**REQUEST:**
Tally the lines in the listing below that contain the string "truck", treating case as significant, and give only the count.

::: RECORDS FOR THIS TASK

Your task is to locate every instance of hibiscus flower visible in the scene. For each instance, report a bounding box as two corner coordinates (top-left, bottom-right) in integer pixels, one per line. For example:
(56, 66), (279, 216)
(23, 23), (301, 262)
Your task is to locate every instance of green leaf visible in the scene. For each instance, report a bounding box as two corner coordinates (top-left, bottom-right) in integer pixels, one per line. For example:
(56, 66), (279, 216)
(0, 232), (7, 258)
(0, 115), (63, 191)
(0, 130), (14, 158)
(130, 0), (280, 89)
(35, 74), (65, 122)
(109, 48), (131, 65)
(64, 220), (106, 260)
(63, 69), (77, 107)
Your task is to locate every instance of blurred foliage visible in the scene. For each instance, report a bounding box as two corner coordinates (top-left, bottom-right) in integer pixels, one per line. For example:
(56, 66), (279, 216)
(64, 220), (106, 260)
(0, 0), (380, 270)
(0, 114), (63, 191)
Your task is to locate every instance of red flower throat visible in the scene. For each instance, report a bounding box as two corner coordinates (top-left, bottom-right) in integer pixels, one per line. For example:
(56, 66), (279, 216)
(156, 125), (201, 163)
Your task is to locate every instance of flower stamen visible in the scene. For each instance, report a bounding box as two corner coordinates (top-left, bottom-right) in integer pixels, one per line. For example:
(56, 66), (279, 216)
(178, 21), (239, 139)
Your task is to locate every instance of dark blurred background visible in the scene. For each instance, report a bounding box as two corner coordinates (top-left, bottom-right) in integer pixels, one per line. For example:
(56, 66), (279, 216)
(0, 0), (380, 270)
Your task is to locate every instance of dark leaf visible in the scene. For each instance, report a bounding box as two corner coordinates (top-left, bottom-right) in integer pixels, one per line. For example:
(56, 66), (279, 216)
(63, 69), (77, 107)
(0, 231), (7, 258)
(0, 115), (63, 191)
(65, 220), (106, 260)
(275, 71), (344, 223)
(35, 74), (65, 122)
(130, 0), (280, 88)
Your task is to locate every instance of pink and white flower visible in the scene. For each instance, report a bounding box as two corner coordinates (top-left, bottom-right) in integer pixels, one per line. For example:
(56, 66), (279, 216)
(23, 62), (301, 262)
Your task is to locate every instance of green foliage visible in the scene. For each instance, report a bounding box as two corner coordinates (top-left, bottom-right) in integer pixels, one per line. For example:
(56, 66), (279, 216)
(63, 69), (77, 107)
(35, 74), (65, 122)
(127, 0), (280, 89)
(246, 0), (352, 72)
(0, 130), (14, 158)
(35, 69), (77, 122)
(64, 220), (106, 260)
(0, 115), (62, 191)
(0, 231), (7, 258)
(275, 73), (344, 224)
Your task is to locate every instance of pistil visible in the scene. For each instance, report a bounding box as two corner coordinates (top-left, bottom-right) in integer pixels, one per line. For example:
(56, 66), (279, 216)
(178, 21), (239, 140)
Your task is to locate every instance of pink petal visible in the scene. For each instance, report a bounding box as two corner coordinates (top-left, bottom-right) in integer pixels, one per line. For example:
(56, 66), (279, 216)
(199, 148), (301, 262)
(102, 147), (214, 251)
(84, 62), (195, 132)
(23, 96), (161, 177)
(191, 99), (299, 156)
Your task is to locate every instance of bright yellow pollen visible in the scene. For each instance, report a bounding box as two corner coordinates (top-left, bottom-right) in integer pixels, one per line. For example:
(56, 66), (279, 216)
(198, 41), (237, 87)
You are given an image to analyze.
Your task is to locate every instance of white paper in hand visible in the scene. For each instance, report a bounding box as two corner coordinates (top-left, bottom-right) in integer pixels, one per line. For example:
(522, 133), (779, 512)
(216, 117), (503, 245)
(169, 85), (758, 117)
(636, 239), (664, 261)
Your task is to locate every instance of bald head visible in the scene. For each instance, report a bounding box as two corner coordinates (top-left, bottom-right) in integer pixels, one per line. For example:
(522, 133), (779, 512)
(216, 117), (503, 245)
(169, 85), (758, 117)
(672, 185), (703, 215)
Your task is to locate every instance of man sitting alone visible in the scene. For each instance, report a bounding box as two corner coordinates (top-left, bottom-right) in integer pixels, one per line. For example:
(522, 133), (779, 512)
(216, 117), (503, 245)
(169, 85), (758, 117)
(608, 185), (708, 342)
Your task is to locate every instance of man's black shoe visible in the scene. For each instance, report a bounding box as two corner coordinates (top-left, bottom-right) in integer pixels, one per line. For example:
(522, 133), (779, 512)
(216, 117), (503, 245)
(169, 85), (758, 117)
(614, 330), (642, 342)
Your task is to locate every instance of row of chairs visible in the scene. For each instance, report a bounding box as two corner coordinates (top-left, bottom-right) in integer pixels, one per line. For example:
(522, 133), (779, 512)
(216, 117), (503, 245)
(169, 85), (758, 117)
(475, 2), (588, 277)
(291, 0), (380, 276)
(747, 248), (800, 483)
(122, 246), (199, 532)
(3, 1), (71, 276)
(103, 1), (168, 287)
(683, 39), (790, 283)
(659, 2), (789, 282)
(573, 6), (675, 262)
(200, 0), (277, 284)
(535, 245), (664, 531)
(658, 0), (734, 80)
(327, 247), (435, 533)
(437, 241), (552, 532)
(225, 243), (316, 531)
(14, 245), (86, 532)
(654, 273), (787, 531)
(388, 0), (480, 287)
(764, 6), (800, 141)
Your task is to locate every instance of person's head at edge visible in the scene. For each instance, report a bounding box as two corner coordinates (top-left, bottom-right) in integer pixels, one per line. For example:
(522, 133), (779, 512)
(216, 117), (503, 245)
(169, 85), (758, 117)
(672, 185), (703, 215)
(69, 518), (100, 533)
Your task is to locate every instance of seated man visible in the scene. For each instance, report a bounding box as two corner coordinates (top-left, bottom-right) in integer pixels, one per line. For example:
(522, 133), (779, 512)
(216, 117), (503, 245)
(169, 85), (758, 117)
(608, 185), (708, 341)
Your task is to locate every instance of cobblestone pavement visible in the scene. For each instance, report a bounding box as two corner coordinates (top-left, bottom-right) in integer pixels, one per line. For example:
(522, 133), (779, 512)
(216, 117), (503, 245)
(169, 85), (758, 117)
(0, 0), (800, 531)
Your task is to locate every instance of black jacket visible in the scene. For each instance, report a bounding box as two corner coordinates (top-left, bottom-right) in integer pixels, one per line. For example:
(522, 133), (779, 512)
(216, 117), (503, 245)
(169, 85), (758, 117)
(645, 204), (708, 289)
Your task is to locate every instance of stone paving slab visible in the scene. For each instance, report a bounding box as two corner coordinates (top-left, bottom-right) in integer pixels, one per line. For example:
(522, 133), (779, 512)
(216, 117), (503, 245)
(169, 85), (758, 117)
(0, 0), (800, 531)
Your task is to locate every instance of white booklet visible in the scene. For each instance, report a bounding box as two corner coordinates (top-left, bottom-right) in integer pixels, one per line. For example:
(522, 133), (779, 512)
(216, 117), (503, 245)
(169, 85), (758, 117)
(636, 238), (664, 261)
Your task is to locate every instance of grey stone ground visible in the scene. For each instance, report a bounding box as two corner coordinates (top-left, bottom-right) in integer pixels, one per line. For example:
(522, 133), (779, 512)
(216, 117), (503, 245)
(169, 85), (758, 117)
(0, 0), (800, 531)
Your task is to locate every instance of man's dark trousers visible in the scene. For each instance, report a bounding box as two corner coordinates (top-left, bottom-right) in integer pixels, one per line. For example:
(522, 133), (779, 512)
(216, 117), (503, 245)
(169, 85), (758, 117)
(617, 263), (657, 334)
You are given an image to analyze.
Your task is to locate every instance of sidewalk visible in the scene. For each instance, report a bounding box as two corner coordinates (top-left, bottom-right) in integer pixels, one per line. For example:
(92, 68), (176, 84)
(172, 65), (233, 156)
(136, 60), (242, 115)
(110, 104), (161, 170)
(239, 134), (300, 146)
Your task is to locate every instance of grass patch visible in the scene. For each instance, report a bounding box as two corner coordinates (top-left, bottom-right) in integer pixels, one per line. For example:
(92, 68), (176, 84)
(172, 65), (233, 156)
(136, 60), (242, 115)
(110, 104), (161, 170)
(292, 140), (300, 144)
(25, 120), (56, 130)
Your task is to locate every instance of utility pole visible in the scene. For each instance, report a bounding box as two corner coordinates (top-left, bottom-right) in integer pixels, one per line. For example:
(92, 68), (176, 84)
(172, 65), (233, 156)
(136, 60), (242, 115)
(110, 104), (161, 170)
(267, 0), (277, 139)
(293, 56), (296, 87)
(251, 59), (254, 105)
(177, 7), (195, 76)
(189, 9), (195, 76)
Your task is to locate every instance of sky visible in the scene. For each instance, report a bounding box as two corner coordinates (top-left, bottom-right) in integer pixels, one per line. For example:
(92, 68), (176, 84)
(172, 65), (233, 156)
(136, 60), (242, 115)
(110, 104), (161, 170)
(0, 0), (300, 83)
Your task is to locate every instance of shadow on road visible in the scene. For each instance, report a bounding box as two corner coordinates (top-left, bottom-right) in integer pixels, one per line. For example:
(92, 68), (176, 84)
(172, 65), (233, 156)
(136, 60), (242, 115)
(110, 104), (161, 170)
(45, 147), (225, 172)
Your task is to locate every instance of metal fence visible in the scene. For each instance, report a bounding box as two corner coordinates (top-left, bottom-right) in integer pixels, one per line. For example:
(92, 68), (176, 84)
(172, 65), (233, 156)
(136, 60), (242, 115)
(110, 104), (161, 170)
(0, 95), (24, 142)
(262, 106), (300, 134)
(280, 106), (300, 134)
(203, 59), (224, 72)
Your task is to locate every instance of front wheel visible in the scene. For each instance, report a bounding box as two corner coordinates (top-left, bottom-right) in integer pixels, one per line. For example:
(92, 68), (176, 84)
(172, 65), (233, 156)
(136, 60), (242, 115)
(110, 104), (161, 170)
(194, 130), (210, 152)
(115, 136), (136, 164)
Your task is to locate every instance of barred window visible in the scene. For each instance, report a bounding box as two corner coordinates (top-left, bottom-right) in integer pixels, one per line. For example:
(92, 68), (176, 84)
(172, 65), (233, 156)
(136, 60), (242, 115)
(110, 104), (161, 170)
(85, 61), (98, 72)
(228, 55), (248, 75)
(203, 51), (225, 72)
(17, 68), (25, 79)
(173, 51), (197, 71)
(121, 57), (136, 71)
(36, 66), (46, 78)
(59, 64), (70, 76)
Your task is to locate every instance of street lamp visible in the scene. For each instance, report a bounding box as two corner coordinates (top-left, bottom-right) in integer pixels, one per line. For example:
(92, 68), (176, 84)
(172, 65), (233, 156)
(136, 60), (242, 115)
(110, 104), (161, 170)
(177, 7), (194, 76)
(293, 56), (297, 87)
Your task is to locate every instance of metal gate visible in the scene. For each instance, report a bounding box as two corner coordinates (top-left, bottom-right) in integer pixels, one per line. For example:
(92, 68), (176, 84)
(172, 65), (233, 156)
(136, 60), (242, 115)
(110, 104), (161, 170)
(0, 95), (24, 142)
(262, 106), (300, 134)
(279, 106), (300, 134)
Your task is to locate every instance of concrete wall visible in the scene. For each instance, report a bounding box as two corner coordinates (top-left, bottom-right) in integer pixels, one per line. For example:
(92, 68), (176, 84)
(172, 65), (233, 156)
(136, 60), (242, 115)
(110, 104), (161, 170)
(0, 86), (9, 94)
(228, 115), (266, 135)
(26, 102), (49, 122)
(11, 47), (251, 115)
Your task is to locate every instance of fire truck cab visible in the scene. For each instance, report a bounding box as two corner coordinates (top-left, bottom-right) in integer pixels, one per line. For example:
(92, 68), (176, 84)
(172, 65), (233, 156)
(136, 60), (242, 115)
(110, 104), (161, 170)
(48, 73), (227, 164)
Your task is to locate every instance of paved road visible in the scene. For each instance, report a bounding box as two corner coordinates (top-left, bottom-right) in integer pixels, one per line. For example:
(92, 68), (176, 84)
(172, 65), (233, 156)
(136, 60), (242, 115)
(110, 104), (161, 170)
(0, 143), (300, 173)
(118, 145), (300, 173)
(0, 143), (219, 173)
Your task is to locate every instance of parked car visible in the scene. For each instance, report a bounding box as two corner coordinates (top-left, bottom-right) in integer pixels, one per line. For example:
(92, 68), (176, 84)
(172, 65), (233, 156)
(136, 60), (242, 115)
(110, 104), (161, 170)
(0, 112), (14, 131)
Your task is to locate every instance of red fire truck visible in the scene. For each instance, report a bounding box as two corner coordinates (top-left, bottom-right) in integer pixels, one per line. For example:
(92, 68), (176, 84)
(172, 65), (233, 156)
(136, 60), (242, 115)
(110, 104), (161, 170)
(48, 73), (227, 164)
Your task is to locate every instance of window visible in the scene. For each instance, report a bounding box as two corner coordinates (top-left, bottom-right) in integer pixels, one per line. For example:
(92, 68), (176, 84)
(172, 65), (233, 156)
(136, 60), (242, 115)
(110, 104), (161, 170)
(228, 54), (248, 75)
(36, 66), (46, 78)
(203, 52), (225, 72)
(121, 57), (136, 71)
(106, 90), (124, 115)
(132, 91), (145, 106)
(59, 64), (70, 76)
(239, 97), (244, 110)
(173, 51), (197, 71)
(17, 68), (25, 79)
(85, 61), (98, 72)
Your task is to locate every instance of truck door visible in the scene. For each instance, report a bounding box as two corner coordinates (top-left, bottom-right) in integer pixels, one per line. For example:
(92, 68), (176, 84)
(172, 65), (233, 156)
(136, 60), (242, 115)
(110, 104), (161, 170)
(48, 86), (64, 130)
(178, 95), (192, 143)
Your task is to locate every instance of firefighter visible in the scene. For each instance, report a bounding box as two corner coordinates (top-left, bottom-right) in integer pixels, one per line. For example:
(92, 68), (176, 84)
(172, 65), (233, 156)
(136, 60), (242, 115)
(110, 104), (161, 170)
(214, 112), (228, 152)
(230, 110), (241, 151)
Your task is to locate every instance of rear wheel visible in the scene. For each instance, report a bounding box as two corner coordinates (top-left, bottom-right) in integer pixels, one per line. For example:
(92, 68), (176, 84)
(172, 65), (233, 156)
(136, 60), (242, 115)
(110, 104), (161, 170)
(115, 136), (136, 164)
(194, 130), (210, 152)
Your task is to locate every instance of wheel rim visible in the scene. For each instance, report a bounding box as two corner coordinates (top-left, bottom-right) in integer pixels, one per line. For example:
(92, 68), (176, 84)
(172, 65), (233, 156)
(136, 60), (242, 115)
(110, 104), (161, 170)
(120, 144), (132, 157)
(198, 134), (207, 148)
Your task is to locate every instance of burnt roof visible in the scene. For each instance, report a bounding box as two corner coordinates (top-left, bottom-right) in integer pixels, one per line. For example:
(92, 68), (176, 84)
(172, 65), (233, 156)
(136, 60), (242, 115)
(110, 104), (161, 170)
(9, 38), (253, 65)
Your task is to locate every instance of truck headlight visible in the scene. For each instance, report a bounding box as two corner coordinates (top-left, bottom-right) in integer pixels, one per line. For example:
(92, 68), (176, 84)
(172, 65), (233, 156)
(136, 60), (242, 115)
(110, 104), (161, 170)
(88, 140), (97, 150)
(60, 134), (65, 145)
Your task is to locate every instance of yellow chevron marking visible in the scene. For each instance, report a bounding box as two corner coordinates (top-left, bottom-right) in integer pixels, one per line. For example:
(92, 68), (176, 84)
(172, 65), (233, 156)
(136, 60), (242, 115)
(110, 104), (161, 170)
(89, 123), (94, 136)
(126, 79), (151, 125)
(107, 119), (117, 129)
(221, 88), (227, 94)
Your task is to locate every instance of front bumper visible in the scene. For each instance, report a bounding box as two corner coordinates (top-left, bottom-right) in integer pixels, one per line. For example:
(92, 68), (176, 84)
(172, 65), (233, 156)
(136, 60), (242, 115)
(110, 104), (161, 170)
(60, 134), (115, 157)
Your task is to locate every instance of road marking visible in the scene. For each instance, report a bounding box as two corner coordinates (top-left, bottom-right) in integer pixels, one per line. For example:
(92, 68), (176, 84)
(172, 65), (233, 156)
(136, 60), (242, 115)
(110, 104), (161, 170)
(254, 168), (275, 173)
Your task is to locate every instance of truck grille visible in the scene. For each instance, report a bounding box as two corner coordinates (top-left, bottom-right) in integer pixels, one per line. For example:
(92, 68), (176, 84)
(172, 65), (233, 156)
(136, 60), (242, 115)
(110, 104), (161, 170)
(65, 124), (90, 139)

::::::

**RESULT FOR THIS EXERCISE:**
5